INPUT MATERIAL:
►
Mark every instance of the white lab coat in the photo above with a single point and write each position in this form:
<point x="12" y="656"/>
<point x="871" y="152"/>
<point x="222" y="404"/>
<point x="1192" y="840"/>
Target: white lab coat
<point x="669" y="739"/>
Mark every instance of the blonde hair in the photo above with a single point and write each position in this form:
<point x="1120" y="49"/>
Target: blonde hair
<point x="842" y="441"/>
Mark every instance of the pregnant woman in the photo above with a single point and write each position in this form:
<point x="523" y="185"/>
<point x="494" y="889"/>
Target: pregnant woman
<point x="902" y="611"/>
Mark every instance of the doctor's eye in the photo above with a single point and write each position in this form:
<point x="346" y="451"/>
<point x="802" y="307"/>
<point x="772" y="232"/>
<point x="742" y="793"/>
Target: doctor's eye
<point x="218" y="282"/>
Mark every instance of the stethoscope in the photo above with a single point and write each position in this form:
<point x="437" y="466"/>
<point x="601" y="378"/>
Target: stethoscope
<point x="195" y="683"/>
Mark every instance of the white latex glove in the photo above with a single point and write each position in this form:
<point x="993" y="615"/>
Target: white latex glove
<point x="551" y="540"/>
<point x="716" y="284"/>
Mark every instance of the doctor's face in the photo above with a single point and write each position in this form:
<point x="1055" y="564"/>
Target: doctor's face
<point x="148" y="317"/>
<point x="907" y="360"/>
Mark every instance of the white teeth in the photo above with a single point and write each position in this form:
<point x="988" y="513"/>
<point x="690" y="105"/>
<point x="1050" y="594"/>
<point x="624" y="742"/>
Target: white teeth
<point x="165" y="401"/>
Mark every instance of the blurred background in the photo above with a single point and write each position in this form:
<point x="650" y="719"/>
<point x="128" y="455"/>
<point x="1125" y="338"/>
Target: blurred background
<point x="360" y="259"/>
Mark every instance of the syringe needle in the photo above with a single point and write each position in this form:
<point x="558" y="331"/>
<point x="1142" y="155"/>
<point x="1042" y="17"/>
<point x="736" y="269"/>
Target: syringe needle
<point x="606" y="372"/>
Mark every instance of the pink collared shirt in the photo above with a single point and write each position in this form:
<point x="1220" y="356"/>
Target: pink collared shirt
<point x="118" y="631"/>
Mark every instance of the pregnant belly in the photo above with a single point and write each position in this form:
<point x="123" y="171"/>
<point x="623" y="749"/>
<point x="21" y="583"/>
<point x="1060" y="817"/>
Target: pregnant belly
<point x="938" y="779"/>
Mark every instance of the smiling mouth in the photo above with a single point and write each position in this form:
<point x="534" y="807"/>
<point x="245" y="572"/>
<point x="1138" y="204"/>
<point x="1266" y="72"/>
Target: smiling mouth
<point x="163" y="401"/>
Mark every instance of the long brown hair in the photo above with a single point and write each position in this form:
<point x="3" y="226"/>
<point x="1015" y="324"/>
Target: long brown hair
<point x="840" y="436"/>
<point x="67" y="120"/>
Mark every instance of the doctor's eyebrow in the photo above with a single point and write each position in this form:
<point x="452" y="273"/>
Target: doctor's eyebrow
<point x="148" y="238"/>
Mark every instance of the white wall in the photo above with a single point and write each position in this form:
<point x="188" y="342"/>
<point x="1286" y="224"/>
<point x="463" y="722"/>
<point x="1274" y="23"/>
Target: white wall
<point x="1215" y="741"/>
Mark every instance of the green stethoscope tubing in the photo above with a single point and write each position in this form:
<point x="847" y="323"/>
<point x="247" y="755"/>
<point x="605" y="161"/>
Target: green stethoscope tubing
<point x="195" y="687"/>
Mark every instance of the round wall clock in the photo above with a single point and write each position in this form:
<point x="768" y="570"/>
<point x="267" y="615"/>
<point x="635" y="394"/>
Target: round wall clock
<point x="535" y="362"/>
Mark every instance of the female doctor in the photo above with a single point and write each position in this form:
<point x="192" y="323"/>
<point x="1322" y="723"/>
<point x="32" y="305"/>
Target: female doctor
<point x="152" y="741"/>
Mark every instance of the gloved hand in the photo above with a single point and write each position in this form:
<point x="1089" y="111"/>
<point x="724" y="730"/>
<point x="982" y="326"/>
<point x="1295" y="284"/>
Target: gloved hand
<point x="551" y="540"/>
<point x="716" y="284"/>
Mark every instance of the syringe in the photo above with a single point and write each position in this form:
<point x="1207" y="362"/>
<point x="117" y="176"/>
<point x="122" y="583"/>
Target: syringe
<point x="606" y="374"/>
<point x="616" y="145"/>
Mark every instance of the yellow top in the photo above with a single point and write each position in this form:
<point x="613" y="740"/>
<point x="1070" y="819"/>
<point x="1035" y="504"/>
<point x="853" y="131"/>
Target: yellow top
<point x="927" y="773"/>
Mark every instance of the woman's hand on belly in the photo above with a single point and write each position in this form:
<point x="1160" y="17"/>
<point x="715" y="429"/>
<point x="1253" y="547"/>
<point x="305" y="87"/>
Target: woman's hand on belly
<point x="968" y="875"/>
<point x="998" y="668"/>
◄
TASK DIRECTIONS:
Your task is to extract all of the records exactly.

EXERCISE RESPONSE:
Mark every instance of the white lab coat in the photo above with a single point and write each position in this form:
<point x="12" y="656"/>
<point x="871" y="152"/>
<point x="222" y="404"/>
<point x="1192" y="840"/>
Target: white lab coat
<point x="669" y="739"/>
Mark every instance of the blonde hair in the photo above with a single point and write each position in this form:
<point x="1120" y="49"/>
Target: blonde hair
<point x="842" y="441"/>
Mark every instance of the pregnant woman in the photo above with a single point and write each position in this form:
<point x="523" y="185"/>
<point x="494" y="889"/>
Target: pregnant woman
<point x="902" y="611"/>
Mark every instance of the doctor's eye in the photo above with a single point and write each position in this form:
<point x="346" y="451"/>
<point x="802" y="307"/>
<point x="772" y="232"/>
<point x="742" y="793"/>
Target: doctor's eye
<point x="218" y="282"/>
Mark every instance of the stethoscope in the photo above with a single point and write each position in this form:
<point x="437" y="466"/>
<point x="601" y="378"/>
Target: stethoscope
<point x="195" y="683"/>
Mark every instance of the white latex glove in the photo above with a single point and write each position in this form:
<point x="993" y="615"/>
Target: white latex glove
<point x="551" y="540"/>
<point x="716" y="284"/>
Mark every instance of the doctor's face in the photo above with a single point and write each position in this form:
<point x="1055" y="564"/>
Target: doctor's face
<point x="148" y="317"/>
<point x="907" y="360"/>
Mark every instance of the white teeth in the photo above with a single point and write each position in this form:
<point x="988" y="513"/>
<point x="690" y="105"/>
<point x="1050" y="594"/>
<point x="624" y="742"/>
Target: white teeth
<point x="165" y="401"/>
Mark every instance of the blurred background in the photo above with a single point and write each position in this form:
<point x="650" y="719"/>
<point x="128" y="455"/>
<point x="1125" y="338"/>
Target: blurred background
<point x="360" y="259"/>
Mark every instance of the syringe needle in the photo above with a single point and write each position in this form:
<point x="558" y="331"/>
<point x="1142" y="155"/>
<point x="1042" y="17"/>
<point x="736" y="269"/>
Target: syringe needle
<point x="606" y="372"/>
Mark every instance of the pink collared shirt in the photo above with a single point and write each position in this form:
<point x="1220" y="356"/>
Target: pink collared shirt
<point x="118" y="631"/>
Mark every instance of the pregnant belly in the photo above with a single point and write each position in this form:
<point x="123" y="171"/>
<point x="623" y="749"/>
<point x="21" y="583"/>
<point x="1060" y="817"/>
Target: pregnant belly
<point x="938" y="779"/>
Mark every instance of the smiling mouth in the photo above with a single point and write each position in this form:
<point x="534" y="807"/>
<point x="245" y="572"/>
<point x="1138" y="204"/>
<point x="1266" y="72"/>
Target: smiling mouth
<point x="163" y="401"/>
Mark every instance of the long brown hair in the photo above with a single point and write each position in this form:
<point x="3" y="226"/>
<point x="1015" y="324"/>
Target: long brown hair
<point x="840" y="436"/>
<point x="67" y="120"/>
Mark every instance of the doctor's eyebrow in the photo above with a single point and write each position in this form:
<point x="452" y="273"/>
Target: doctor's eyebrow
<point x="148" y="238"/>
Mark every instance of the white wall in the photo above with a single point and write each position in this form:
<point x="188" y="342"/>
<point x="1286" y="224"/>
<point x="463" y="722"/>
<point x="1274" y="23"/>
Target: white wall
<point x="1215" y="741"/>
Mark every instance of the green stethoscope tubing in the photo above with a single point and write each position in this form:
<point x="847" y="323"/>
<point x="247" y="755"/>
<point x="605" y="161"/>
Target: green stethoscope tubing
<point x="195" y="687"/>
Mark every instance of the round wall clock in the photo above with a single point and write each position in this form:
<point x="768" y="570"/>
<point x="267" y="615"/>
<point x="635" y="394"/>
Target: round wall clock
<point x="535" y="362"/>
Mark every instance of the female doctor in the photo above with a single point and write each position in this form:
<point x="192" y="323"/>
<point x="1322" y="723"/>
<point x="32" y="305"/>
Target: female doctor
<point x="152" y="741"/>
Mark every instance of the gloved hand in the photo above with a single point and write each position in this form:
<point x="1089" y="111"/>
<point x="724" y="730"/>
<point x="982" y="326"/>
<point x="1295" y="284"/>
Target: gloved hand
<point x="551" y="540"/>
<point x="716" y="284"/>
Mark every instance of the syringe in the photo above with a single point and write each position in this form:
<point x="1207" y="362"/>
<point x="117" y="176"/>
<point x="122" y="583"/>
Target: syringe
<point x="606" y="374"/>
<point x="616" y="145"/>
Mark every instance of the yellow top in the photo above with a single point and write each position in this form:
<point x="613" y="740"/>
<point x="1070" y="819"/>
<point x="1035" y="504"/>
<point x="853" y="131"/>
Target: yellow top
<point x="927" y="773"/>
Mark every instance of the woman's hand on belly in the photo above with a single point and write each position in this form:
<point x="1160" y="17"/>
<point x="715" y="429"/>
<point x="1253" y="547"/>
<point x="305" y="87"/>
Target: woman's hand on belly
<point x="968" y="875"/>
<point x="998" y="668"/>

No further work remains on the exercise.